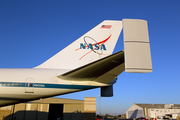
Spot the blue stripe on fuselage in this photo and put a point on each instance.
(43, 85)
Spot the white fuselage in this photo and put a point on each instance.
(20, 85)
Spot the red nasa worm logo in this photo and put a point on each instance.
(93, 47)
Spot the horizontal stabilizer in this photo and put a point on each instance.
(136, 46)
(110, 67)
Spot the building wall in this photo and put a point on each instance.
(158, 113)
(39, 110)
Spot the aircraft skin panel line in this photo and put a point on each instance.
(86, 63)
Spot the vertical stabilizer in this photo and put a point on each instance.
(136, 46)
(98, 43)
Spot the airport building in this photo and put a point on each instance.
(51, 109)
(158, 111)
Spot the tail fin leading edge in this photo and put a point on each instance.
(98, 43)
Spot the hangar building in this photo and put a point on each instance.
(158, 111)
(51, 109)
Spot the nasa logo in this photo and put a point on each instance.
(92, 45)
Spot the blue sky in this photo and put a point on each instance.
(33, 31)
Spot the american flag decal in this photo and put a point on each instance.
(106, 26)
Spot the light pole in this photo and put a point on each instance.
(99, 104)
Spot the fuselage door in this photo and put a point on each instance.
(29, 85)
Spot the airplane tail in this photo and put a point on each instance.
(98, 43)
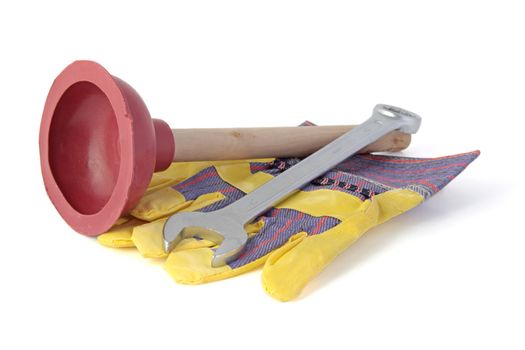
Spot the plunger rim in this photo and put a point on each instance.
(94, 73)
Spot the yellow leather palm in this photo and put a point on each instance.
(287, 268)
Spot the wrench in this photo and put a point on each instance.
(226, 226)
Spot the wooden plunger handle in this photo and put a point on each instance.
(250, 143)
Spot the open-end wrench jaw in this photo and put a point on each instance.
(225, 227)
(213, 226)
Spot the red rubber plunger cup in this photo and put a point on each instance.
(98, 147)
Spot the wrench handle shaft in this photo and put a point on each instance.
(291, 180)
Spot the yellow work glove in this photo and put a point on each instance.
(299, 237)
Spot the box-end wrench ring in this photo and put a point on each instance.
(226, 226)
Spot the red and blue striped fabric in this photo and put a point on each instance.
(363, 176)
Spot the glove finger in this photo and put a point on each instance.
(289, 269)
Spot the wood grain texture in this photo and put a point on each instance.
(244, 143)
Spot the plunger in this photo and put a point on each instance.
(99, 146)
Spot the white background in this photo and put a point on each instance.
(447, 275)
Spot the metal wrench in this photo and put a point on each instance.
(226, 226)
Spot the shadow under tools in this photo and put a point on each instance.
(457, 201)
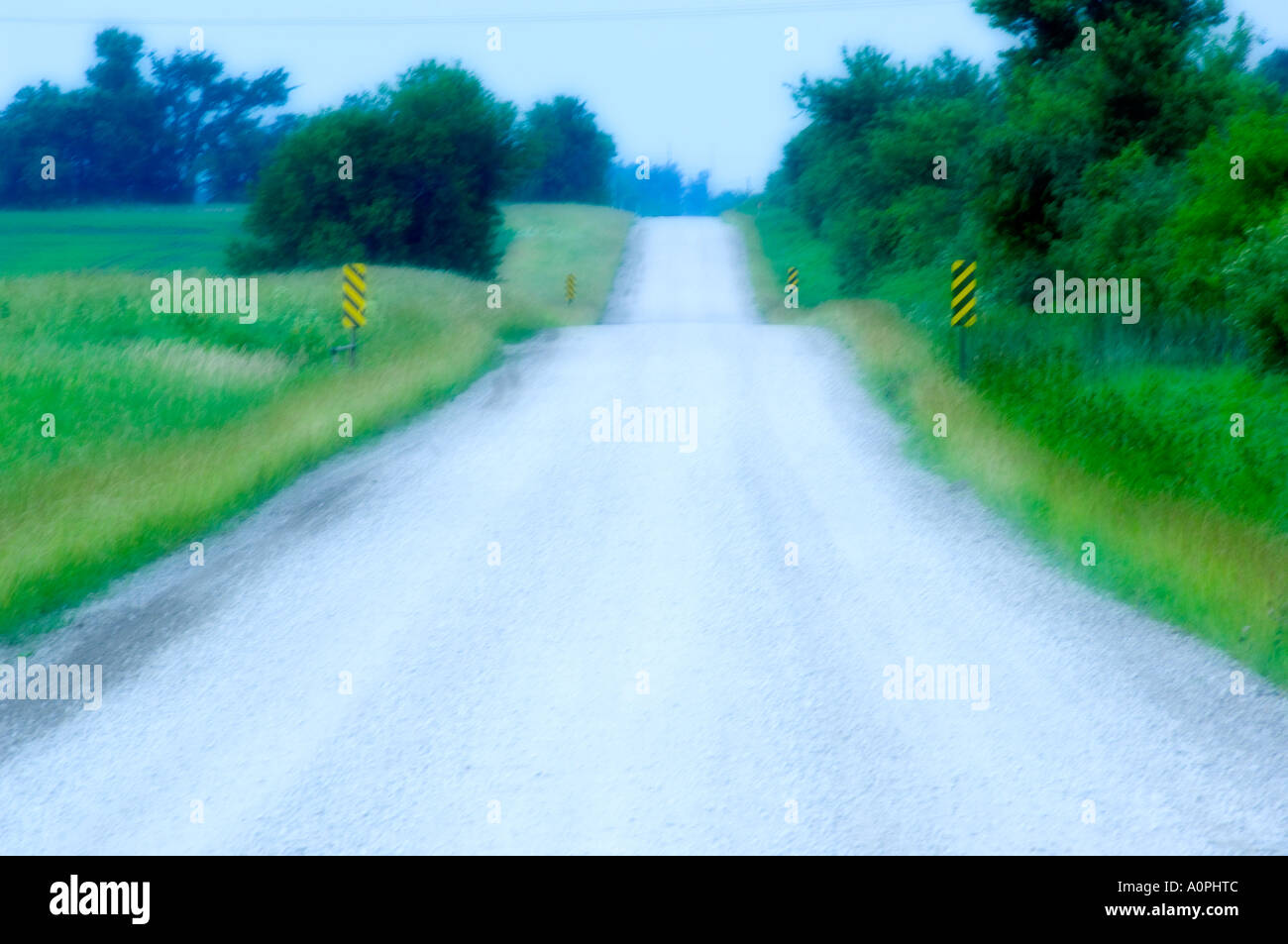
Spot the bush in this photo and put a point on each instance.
(430, 158)
(1257, 287)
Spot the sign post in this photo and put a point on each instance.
(353, 303)
(962, 294)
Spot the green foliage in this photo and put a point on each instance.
(563, 156)
(167, 424)
(125, 138)
(1113, 161)
(1258, 279)
(430, 158)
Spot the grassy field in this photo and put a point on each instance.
(167, 424)
(137, 237)
(1179, 526)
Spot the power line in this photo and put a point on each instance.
(498, 17)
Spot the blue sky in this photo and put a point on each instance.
(700, 81)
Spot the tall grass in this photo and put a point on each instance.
(166, 424)
(1175, 531)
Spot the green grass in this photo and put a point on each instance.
(134, 239)
(168, 424)
(1137, 460)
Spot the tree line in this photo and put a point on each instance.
(410, 172)
(1116, 138)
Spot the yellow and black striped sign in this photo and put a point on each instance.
(353, 296)
(964, 292)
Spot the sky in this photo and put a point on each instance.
(703, 82)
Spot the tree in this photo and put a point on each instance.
(206, 114)
(563, 156)
(123, 137)
(430, 157)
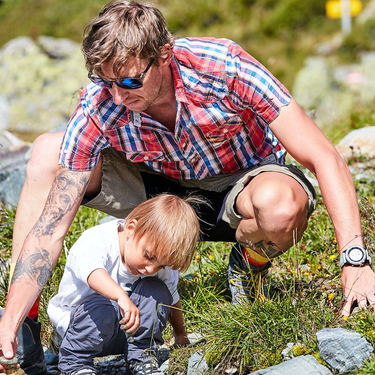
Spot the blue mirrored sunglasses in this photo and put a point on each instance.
(124, 83)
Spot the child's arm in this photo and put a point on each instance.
(177, 321)
(100, 281)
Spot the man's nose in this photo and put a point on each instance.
(150, 269)
(119, 95)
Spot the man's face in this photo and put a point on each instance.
(138, 99)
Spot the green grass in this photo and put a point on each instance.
(305, 296)
(305, 293)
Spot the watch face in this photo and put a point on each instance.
(356, 254)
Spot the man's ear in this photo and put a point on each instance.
(166, 55)
(130, 227)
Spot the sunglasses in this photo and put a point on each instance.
(124, 83)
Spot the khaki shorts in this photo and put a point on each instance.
(125, 185)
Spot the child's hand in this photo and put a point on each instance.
(130, 315)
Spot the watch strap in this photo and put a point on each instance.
(344, 260)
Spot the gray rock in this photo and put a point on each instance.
(14, 155)
(358, 142)
(306, 365)
(343, 350)
(197, 364)
(40, 82)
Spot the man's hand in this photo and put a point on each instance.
(358, 284)
(8, 345)
(181, 340)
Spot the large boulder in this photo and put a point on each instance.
(358, 142)
(40, 82)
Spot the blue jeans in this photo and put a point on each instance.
(94, 329)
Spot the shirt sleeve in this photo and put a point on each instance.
(252, 86)
(84, 139)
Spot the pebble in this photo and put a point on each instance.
(342, 349)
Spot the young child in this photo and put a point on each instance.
(119, 282)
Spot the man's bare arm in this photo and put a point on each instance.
(41, 251)
(36, 263)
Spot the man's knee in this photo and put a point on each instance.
(276, 209)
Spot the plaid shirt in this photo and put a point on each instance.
(225, 102)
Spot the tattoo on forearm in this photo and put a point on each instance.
(67, 189)
(37, 266)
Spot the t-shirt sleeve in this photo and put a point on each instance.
(252, 86)
(88, 254)
(170, 277)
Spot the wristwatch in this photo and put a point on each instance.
(354, 256)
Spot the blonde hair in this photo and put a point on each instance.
(123, 29)
(171, 225)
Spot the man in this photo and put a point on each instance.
(196, 114)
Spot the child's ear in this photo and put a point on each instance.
(130, 227)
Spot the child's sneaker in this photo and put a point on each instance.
(246, 281)
(84, 371)
(149, 366)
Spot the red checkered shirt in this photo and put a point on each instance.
(225, 102)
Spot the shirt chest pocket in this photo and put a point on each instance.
(221, 135)
(145, 156)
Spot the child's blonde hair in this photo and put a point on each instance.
(171, 225)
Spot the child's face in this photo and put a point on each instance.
(139, 258)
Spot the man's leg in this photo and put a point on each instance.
(273, 210)
(30, 351)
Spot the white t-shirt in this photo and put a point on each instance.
(98, 247)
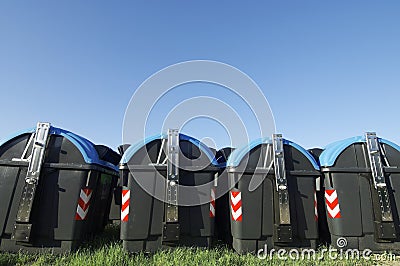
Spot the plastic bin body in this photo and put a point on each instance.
(347, 178)
(70, 171)
(142, 228)
(258, 227)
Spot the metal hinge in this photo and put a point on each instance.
(41, 135)
(280, 179)
(384, 225)
(171, 226)
(378, 175)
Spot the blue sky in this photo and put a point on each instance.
(329, 70)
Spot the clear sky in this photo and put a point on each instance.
(329, 69)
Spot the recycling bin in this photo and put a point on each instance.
(54, 190)
(362, 193)
(107, 154)
(156, 212)
(273, 201)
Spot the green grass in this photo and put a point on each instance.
(107, 250)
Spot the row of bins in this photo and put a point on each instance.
(57, 189)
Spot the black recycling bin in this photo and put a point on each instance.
(362, 193)
(154, 167)
(273, 202)
(55, 191)
(107, 154)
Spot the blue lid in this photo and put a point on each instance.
(131, 151)
(332, 151)
(86, 147)
(237, 155)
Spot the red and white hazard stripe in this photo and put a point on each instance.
(315, 206)
(126, 195)
(212, 203)
(236, 205)
(83, 204)
(332, 203)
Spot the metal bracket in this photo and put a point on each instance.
(280, 179)
(31, 180)
(172, 177)
(378, 176)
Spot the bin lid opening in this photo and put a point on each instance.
(332, 151)
(237, 155)
(133, 149)
(86, 147)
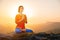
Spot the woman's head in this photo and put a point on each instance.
(20, 9)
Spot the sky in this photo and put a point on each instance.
(37, 11)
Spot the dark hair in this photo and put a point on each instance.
(19, 8)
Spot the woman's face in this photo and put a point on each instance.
(21, 9)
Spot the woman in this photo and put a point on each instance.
(20, 19)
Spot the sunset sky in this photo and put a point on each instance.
(37, 11)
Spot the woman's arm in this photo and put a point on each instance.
(25, 19)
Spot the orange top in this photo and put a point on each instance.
(21, 24)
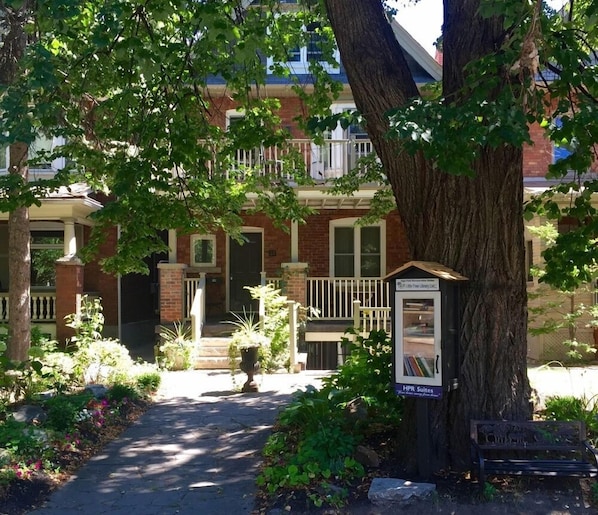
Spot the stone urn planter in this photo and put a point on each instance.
(246, 341)
(250, 364)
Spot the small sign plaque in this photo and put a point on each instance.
(418, 390)
(417, 284)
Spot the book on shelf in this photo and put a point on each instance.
(418, 366)
(427, 365)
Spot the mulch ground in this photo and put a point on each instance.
(22, 495)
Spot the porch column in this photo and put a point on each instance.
(294, 241)
(69, 289)
(294, 276)
(172, 243)
(70, 239)
(172, 292)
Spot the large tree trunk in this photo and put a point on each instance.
(19, 264)
(473, 225)
(14, 41)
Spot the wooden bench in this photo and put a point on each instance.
(531, 448)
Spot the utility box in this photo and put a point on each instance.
(426, 326)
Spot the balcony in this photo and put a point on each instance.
(331, 160)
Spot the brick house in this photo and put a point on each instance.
(327, 263)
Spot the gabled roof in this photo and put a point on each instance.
(423, 66)
(440, 271)
(419, 56)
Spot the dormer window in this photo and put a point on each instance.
(37, 155)
(299, 58)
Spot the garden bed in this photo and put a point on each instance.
(32, 484)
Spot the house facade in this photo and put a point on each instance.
(330, 262)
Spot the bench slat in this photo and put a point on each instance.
(562, 446)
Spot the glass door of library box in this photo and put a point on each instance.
(418, 353)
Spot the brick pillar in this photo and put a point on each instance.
(69, 289)
(294, 276)
(172, 291)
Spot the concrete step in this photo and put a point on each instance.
(211, 363)
(214, 341)
(212, 353)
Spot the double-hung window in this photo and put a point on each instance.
(46, 247)
(299, 57)
(38, 155)
(357, 251)
(203, 250)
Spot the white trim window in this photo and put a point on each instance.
(299, 58)
(203, 250)
(41, 144)
(357, 251)
(46, 247)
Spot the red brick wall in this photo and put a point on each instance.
(105, 285)
(314, 246)
(69, 284)
(171, 293)
(538, 156)
(290, 108)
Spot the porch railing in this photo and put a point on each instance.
(333, 297)
(333, 158)
(42, 305)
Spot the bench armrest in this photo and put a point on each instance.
(477, 459)
(591, 452)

* * * *

-- GIVEN INSTRUCTION --
Could you give again exactly the lines from the line containing "Spot the garden" through the final line of the data above, and no others?

-- FINAL RESULT --
Spot the garden bed in this photo and put a point on each instance.
(32, 484)
Spot the house facade in this photo and put a point on each instance.
(330, 262)
Spot the bench slat in this photo and put a point on each instance.
(562, 446)
Spot the glass door of library box in this photo and put a point on each instance.
(418, 353)
Spot the brick pillar in this photo and put a point on each instance.
(69, 289)
(294, 276)
(172, 291)
Spot the concrete step in this photo and put a point on each instance.
(211, 363)
(214, 341)
(212, 353)
Spot the double-hung window in this photo and put a point on each instance.
(46, 247)
(299, 57)
(38, 155)
(357, 251)
(203, 250)
Spot the white trim window in this photo and put a point on each instance.
(299, 58)
(203, 250)
(41, 144)
(357, 251)
(46, 247)
Spot the red brick wall in this photo and put a point on each instance.
(105, 285)
(314, 246)
(69, 284)
(171, 293)
(538, 156)
(290, 108)
Spot the porch railing in this photo and put a point on each instance.
(333, 297)
(333, 158)
(42, 305)
Spot the bench armrest in this photo and put a point on each instance.
(477, 459)
(591, 452)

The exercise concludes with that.